Written tasks:
A - From the blog post about mobile coupons, list the industries whose users and experts gave feedback on the digital wallet.
B - Count the lines in the records that contain the string "segment".

Supplied text:
------------------------------------------------------------
The New York Times “Bits” blog carried an item a few weeks ago about electronic coupons, sent to your mobile device at appropriate times:

How many times have you heard the prediction that one day, businesses like coffee shops will send us coupons on our mobile phones when we walk by?

That has long been the dream of mobile marketers. Still, only 9 percent of people have received a coupon or discount code on their phones based on where they were standing, according to new data from Compete, a Web analytics firm.

This could be the year that changes. People are increasingly interested in receiving coupons on their phones, especially at the grocery store, Compete found. On Wednesday, Target announced that it would start sending mobile coupons.

When I worked at IBM Research, several of my co-workers did a project involving a retail establishment and customers’ mobile devices. They dealt with electronic coupons, as well as other uses of the mobile technology, and they wrote a paper about the project. The abstract:

Toward a Mobile Digital Wallet

Mobile phones have now made their way into a large fraction of pockets and handbags worldwide. An intriguing question is whether such phones will eventually replace the physical wallets we carry. We believe the answer is in the affirmative, though plenty of challenges abound in overcoming entrenched personal and business practices and processes. In this paper, we explore the changes that need to ripple through the ecosystem to build a vibrant set of digital wallet services that potentially interact with each other to provide users both with increased convenience and a level of functionality hitherto unrealized. We describe our initial mobile wallet prototypes on web-enabled smart phones, designed to explore some of the challenges in creating the architecture and infrastructure necessary to make this vision a reality. Feedback from users and experts across a range of industries such as retail, banking, telecommunications, and healthcare indicate that we have just scratched the surface and a substantial wave of innovation is necessary to make the digital wallet a full-fledged reality.
------------------------------------------------------------
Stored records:

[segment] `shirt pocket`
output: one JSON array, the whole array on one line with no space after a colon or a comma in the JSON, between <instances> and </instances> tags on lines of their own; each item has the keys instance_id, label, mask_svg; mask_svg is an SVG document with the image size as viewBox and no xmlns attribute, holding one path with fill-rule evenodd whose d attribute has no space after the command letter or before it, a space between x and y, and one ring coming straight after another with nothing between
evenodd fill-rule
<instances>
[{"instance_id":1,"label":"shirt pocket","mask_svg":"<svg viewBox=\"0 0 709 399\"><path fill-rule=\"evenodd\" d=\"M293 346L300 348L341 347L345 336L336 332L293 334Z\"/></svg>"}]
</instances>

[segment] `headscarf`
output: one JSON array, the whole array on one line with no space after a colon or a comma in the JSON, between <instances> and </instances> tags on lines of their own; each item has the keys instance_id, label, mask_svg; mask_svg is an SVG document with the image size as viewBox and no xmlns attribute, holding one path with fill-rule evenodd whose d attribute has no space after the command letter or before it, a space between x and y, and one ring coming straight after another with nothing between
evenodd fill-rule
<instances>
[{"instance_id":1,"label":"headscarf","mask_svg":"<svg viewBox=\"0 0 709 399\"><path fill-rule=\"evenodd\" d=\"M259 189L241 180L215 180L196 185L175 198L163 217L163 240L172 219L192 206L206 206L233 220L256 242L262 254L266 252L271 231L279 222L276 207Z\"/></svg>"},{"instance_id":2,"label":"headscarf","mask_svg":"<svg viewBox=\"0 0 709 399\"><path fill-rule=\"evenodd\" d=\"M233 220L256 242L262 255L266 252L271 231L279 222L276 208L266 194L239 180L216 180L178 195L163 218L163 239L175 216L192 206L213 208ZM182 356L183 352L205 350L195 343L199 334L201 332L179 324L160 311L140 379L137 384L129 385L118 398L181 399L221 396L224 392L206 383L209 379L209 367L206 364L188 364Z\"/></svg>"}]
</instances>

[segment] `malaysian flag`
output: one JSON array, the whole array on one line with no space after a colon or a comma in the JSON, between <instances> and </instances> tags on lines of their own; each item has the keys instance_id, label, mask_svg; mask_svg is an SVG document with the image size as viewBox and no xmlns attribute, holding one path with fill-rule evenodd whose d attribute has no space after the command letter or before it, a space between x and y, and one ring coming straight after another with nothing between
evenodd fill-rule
------------------------------------------------------------
Answers below:
A - retail, banking, telecommunications, healthcare

B - 3